> _Request 1_: According to the forum thread about visible ames taping, why do house builders use ames taping instead of plastering?
> _Request 2_: Format the listing from its first line through the line containing "box: [0, 16, 2, 26]" as a JSON list of strings, one string per line, with blank lines omitted.

# New Build Ames Taping Visible



## Nanoman (Jan 17, 2009)

We moved into a 5 bed new build which wasn't exactly at the low end of the price scale in June. Now the nights are getting darker it's becoming clear that most walls and ceilings have obvious lines between plasterboard panels. Is this normal? Do a it just need more paint or does my entire house need replastered?

We've got two kids under 16 months, a cat, and the whole house is furnished/carpeted. The thought of it needing replastered is a nightmare.

Vertical lines on wall:









Horizontal line on ceiling:









Sent from my iPhone using Tapatalk


----------



## grunty-motor (Aug 11, 2016)

No, not normal. even as DIY, my walls dont have that.

paper might be a better option


----------



## rf860 (Jul 24, 2011)

You do get that with ames taping, if you want completely flat and smooth walls, you need to skim them.

I work as a quantity surveyor and i can tell you that there is a reason why house builders do ames taping rather than plastering - it's much cheaper!


----------



## Zetec-al (Feb 28, 2011)

I bought a new build just a year ago and my ceiling in my living room had exactly the same as this.

After a little bit of hassle i managed to get them to swim the ceiling (which took them 2 attempts to get right)

Who is your builder?


----------



## ianrobbo1 (Feb 13, 2007)

Even with paper on, that is going to show, and if you notice it now, it'll do your head in over time, as that's all you will see!! IMO your doing the right thing at looking to get it sorted, I hope the builder plays a decent game and does it for you|!!:thumb:


----------



## Jack R (Dec 15, 2014)

Just needs sanding down properly as its probably been rushed cos there on a price


----------

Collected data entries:
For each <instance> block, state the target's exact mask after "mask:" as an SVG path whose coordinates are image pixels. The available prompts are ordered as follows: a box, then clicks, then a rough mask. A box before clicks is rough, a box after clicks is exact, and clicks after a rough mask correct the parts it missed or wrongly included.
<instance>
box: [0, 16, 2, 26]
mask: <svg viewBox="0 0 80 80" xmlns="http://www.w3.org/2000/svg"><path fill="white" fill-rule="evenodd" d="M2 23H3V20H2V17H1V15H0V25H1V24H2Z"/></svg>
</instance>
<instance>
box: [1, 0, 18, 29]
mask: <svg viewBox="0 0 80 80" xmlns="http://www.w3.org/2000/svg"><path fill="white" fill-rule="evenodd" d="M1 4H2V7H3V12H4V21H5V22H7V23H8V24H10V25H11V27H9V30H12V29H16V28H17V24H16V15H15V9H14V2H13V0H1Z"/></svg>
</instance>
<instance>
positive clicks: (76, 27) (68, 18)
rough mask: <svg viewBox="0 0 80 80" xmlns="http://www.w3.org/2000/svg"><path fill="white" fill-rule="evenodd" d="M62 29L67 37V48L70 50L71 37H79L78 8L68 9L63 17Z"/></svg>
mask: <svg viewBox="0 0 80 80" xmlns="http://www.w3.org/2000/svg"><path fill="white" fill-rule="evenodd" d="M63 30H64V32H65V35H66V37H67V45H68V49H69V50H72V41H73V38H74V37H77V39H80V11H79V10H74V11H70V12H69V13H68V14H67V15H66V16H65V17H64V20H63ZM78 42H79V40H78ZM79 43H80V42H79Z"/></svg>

> _Written reply 1_: It's much cheaper.

> _Written reply 2_:
[
  "For each <instance> block, state the target's exact mask after \"mask:\" as an SVG path whose coordinates are image pixels. The available prompts are ordered as follows: a box, then clicks, then a rough mask. A box before clicks is rough, a box after clicks is exact, and clicks after a rough mask correct the parts it missed or wrongly included.",
  "<instance>",
  "box: [0, 16, 2, 26]"
]